TASK INSTRUCTIONS: Reproduce the stretch of the records below from the line containing "Where in this photo can the pickup" through the end of the records, including the requests, and shift every coordinate value in the answers by -39.

PROVIDED ENTRIES:
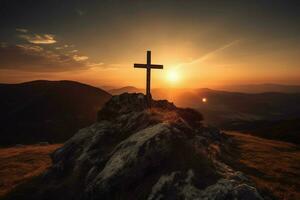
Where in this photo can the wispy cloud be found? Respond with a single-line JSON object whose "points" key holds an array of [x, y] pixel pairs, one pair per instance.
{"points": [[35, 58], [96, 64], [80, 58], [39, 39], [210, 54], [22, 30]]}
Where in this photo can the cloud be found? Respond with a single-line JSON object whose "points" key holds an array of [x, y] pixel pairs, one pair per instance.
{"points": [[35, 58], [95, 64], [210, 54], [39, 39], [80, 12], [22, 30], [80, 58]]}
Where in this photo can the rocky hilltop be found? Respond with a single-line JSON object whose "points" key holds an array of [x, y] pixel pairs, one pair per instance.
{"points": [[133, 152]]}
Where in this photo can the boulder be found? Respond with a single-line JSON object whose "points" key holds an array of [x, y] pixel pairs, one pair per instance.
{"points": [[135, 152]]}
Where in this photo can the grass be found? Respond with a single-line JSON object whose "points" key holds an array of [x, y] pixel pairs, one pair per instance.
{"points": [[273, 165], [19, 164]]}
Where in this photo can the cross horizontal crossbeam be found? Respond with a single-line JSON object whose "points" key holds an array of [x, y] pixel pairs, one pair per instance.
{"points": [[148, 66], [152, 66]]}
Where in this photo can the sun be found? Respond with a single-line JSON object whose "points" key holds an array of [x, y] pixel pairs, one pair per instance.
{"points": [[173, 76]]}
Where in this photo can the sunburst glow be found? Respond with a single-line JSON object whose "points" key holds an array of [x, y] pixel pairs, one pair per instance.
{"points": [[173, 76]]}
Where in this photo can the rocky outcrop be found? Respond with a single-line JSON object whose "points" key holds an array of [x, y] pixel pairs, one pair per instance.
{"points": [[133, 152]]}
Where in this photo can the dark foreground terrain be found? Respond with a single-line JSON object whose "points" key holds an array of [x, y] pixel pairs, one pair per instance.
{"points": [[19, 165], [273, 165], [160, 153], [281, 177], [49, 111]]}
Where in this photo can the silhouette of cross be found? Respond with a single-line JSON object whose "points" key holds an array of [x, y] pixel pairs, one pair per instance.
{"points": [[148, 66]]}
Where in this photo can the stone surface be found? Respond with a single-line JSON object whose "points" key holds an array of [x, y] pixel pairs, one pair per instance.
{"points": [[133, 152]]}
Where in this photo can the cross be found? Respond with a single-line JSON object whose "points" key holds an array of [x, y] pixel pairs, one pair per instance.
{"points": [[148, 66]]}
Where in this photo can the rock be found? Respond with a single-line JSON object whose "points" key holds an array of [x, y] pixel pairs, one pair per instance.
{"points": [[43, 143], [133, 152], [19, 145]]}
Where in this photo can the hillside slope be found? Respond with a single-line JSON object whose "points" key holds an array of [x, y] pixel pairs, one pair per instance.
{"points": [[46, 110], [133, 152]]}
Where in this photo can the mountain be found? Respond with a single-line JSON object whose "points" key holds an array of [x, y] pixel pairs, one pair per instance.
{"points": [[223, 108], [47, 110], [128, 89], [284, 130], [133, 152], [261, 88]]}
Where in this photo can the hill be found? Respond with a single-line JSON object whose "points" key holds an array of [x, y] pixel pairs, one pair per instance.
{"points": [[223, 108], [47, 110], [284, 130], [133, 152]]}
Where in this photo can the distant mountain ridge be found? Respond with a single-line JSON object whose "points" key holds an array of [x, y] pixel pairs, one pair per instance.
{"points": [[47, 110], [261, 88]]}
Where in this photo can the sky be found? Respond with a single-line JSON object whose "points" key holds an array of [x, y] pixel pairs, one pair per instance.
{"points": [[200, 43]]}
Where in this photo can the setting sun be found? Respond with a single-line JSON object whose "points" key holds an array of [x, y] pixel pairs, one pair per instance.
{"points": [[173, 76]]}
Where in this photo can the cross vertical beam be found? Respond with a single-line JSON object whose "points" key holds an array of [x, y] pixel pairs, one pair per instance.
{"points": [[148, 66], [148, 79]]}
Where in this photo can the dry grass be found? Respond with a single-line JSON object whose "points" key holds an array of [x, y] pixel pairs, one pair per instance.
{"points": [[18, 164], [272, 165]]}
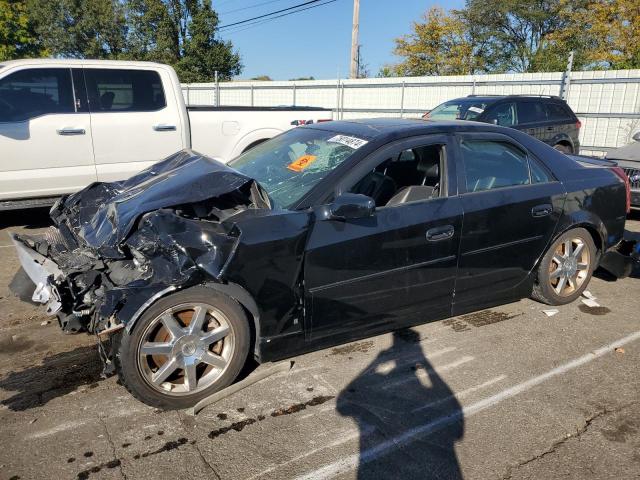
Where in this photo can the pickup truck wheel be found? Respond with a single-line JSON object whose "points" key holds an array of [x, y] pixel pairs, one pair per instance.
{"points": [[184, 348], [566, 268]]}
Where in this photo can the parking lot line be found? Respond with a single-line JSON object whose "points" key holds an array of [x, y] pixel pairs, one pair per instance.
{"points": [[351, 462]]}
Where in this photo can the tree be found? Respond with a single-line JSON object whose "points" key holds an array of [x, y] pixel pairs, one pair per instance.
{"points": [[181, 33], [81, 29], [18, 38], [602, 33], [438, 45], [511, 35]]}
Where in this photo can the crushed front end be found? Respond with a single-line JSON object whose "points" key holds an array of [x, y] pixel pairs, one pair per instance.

TASK SOLUTION:
Where in this photo can the pickup truck wheel be found? Respond with a single-line JSON object whose "points" key holds an array of [x, y] pixel pairs, one pair per instance.
{"points": [[145, 309], [527, 229]]}
Where in this photo can the parking lot line be found? Respond with a single-line JSON object whose "points" key holds an array of [x, y] pixel pairs, one pair per instance.
{"points": [[312, 423]]}
Where in this photo can the tree be found? Respond with a single-line JSON object whose "points" key holds an array of [x, y] pixel pairs, one pair per instance.
{"points": [[142, -6], [42, -10], [-21, -1], [563, -6], [399, 6], [472, -4]]}
Where in this photo can the crushed front end be found? Respond with a single-line JSON object whose "points" key holds an array of [x, y] pixel pairs, one pair per instance.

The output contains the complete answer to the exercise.